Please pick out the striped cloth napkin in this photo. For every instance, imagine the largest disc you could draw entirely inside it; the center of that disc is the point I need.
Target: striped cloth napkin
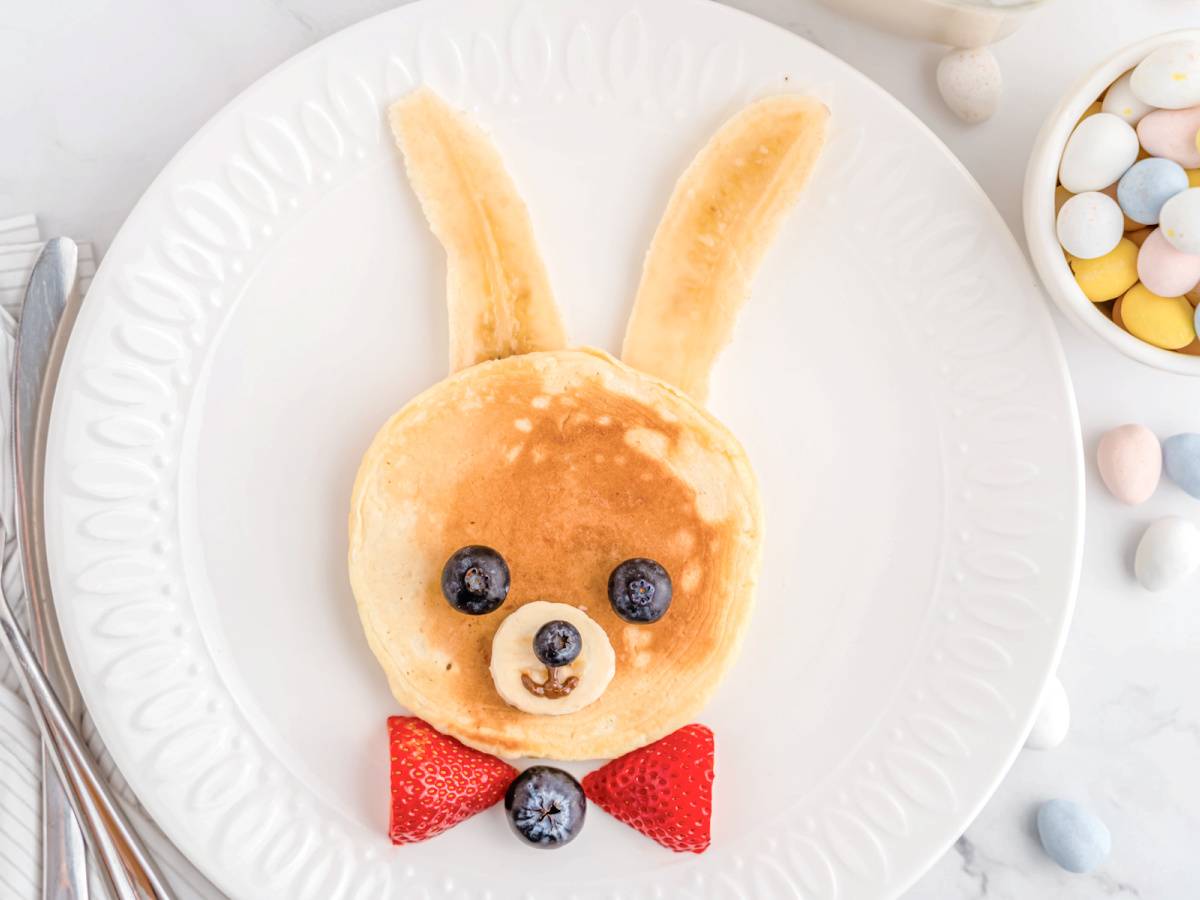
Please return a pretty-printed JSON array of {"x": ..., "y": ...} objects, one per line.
[{"x": 21, "y": 807}]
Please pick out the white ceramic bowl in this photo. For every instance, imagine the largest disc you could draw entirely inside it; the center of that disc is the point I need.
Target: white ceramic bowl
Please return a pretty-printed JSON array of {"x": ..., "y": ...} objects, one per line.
[{"x": 1041, "y": 178}]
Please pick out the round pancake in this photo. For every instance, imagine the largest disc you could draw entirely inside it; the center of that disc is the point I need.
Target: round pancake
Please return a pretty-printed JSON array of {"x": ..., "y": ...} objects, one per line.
[{"x": 567, "y": 462}]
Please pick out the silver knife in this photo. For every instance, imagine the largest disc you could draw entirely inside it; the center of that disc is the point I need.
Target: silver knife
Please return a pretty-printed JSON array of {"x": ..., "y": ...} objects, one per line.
[
  {"x": 52, "y": 298},
  {"x": 73, "y": 790}
]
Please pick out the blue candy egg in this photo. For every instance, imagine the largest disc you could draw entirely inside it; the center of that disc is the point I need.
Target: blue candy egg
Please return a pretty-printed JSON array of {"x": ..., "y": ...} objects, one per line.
[
  {"x": 1181, "y": 459},
  {"x": 1072, "y": 837},
  {"x": 1147, "y": 185}
]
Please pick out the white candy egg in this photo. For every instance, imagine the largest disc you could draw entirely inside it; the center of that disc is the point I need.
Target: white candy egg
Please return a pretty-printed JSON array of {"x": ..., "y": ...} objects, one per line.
[
  {"x": 1090, "y": 225},
  {"x": 1122, "y": 102},
  {"x": 1168, "y": 553},
  {"x": 970, "y": 83},
  {"x": 1054, "y": 718},
  {"x": 1169, "y": 77},
  {"x": 1098, "y": 153},
  {"x": 1180, "y": 221}
]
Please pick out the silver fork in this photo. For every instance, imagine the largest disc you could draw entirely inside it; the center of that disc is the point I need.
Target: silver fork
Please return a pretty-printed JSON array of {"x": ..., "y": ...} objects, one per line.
[
  {"x": 127, "y": 865},
  {"x": 72, "y": 781}
]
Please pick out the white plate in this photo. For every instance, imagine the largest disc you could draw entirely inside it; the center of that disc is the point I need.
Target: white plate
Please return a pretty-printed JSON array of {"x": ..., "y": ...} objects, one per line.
[{"x": 276, "y": 295}]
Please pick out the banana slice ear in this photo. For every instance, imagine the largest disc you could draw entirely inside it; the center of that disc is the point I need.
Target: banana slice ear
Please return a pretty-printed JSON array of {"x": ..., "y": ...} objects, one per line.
[
  {"x": 719, "y": 222},
  {"x": 497, "y": 288}
]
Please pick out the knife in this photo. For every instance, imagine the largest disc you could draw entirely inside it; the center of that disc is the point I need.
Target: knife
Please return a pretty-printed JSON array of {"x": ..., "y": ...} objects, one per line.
[
  {"x": 72, "y": 789},
  {"x": 51, "y": 299}
]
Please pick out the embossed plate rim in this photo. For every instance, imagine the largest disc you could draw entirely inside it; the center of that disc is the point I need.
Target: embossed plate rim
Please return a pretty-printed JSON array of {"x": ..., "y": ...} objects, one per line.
[{"x": 208, "y": 233}]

__________________________________________________

In the material, find each line with the word "bowl" and list it.

Finished task.
Please pick out the white ceramic bowl in this photo. For every instance, imagine the largest disc you could draw entirely inside it; the center of that disc is the point I need.
Target: white ceramic bowl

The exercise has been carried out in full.